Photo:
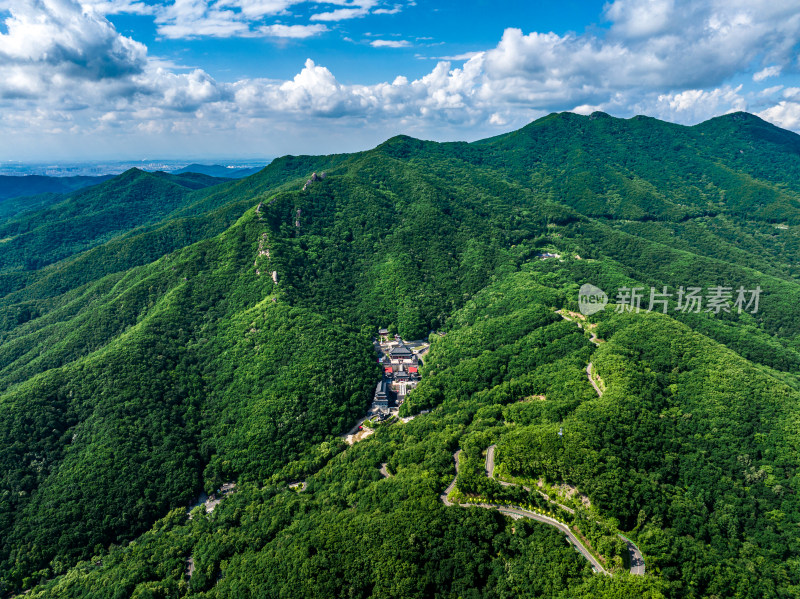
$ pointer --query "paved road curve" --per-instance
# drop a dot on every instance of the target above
(637, 561)
(515, 512)
(490, 474)
(591, 380)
● ● ● ●
● Task brief:
Reproduce every line of the data above, requests included, but omit the pictures. Scale each coordinate in the answers by 2.55 and round it to the nearest whole number, rounding halves up.

● The result:
Photo:
$ pointer --query "paved road curve" --per-instance
# drop a dot on every instance of the target above
(1624, 1431)
(1313, 1306)
(1250, 1209)
(1507, 969)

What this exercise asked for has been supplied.